:: Exercise objective ::
Reproduce the data below verbatim, preserving every line without alteration.

** BEGIN Entries provided **

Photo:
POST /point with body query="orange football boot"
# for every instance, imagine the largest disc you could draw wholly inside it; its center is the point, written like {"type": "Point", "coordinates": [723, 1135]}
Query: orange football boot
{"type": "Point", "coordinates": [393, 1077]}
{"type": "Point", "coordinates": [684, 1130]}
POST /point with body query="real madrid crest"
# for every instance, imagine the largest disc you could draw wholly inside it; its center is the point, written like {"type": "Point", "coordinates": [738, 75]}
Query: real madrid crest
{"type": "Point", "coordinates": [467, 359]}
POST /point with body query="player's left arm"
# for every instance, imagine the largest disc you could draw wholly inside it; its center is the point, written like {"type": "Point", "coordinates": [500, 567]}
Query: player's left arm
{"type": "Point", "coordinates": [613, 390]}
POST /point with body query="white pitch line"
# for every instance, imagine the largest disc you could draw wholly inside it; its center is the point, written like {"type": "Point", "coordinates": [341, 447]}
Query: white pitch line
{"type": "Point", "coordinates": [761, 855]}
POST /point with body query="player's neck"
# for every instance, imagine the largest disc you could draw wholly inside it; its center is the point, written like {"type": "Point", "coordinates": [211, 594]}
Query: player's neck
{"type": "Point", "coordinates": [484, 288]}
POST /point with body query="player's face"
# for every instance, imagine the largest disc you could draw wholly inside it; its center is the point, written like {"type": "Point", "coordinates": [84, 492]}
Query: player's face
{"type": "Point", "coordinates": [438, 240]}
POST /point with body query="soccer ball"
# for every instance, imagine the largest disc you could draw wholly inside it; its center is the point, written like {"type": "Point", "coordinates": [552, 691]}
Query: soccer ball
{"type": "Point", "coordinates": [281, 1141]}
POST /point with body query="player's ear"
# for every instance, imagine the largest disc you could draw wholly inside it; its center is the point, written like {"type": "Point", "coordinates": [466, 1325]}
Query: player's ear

** END Entries provided **

:: Complete output ::
Photo:
POST /point with body query="orange football boot"
# for every instance, imagine the largest disc you could draw wholly inside it; its center is the point, written like {"type": "Point", "coordinates": [723, 1135]}
Query: orange football boot
{"type": "Point", "coordinates": [393, 1077]}
{"type": "Point", "coordinates": [684, 1130]}
POST /point with body query="real madrid crest"
# for every instance, imagine the largest disc you could draw wholly inside it; its center is the point, written like {"type": "Point", "coordinates": [738, 75]}
Query: real madrid crest
{"type": "Point", "coordinates": [467, 359]}
POST /point with body query="player's left arm"
# for every instance, imagine the largest disc you could draw wholly inside it; its center is the point, written like {"type": "Point", "coordinates": [500, 567]}
Query: player's left arm
{"type": "Point", "coordinates": [613, 390]}
POST /point with body query="white pitch line"
# for every instance, imagine the largest disc you could draw wholly inside it; its center is the point, written like {"type": "Point", "coordinates": [341, 447]}
Query: white pitch line
{"type": "Point", "coordinates": [761, 855]}
POST /point with body query="player's neck"
# for every instance, imagine the largest disc you could draw wholly inside it; its center is the point, written like {"type": "Point", "coordinates": [211, 594]}
Query: player's neck
{"type": "Point", "coordinates": [484, 288]}
POST /point with body query="player's face"
# for every instance, imagine the largest disc you could draw wholly inside it; its center is the point, written like {"type": "Point", "coordinates": [84, 492]}
Query: player's face
{"type": "Point", "coordinates": [438, 240]}
POST /point with body query="soccer ball"
# for every instance, imagine the largest disc you could draw wholly inside it; its center is the point, written like {"type": "Point", "coordinates": [552, 691]}
Query: soccer ball
{"type": "Point", "coordinates": [281, 1141]}
POST /point with body query="player's ear"
# for every instance, imagine the largest disc you could draw wholly inside it; its center is the point, written like {"type": "Point", "coordinates": [466, 1325]}
Query: player's ear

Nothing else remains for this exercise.